#### Excerpted data:
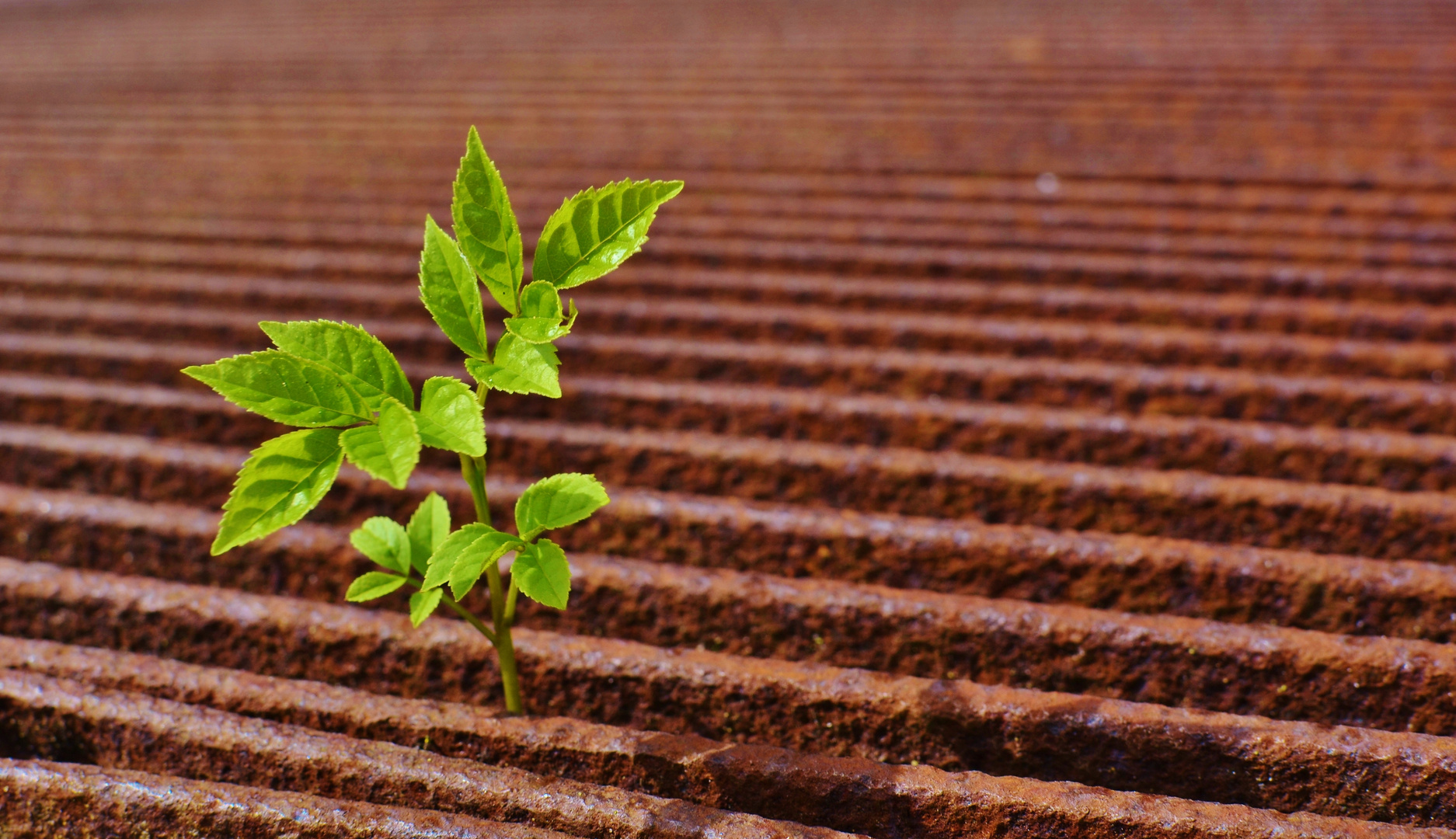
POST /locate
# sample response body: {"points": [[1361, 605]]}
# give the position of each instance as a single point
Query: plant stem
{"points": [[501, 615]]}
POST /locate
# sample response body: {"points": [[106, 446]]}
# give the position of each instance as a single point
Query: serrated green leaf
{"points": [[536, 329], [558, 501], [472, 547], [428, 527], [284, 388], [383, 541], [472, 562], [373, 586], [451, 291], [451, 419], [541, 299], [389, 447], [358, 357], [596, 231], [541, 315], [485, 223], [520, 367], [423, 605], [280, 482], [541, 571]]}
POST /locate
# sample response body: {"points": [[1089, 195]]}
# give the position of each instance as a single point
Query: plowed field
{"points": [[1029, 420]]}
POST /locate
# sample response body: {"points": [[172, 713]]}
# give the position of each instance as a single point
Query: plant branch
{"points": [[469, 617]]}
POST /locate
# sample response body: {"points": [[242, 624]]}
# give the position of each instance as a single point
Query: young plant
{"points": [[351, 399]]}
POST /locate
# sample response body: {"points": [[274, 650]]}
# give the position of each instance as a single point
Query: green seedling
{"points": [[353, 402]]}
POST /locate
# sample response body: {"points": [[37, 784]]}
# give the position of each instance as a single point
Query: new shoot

#### Work to complete:
Leave the images out and transcribe the remaining data above word for word.

#### Task result:
POST /locate
# sample response body: {"points": [[1361, 605]]}
# give the position of each instance as a single point
Query: plant stem
{"points": [[501, 615]]}
POST /locate
# sample response body: {"points": [[106, 446]]}
# give the position of each instance as a single point
Query: serrated green leaf
{"points": [[536, 329], [558, 501], [472, 547], [428, 527], [284, 388], [383, 541], [472, 562], [373, 586], [451, 291], [451, 419], [541, 299], [389, 447], [358, 357], [596, 231], [541, 315], [485, 223], [520, 367], [423, 605], [280, 482], [541, 571]]}
POST /locate
# sample response body: {"points": [[1089, 195]]}
# give the position of each instance as a single point
Query: plowed field
{"points": [[1029, 420]]}
POST /locate
# sample response body: {"points": [[172, 713]]}
# give the position of each instance as a single point
Query: plant branch
{"points": [[469, 617]]}
POST /locate
# sample response body: {"points": [[242, 624]]}
# give the position of each instance as a single point
Query: young plant
{"points": [[351, 399]]}
POST /locate
# sample response body: {"points": [[274, 650]]}
# give the position of each instance as a single point
Query: green seedling
{"points": [[353, 402]]}
POST /locate
# sample response body: {"points": [[37, 784]]}
# give the position of each instance as a single point
Query: new shoot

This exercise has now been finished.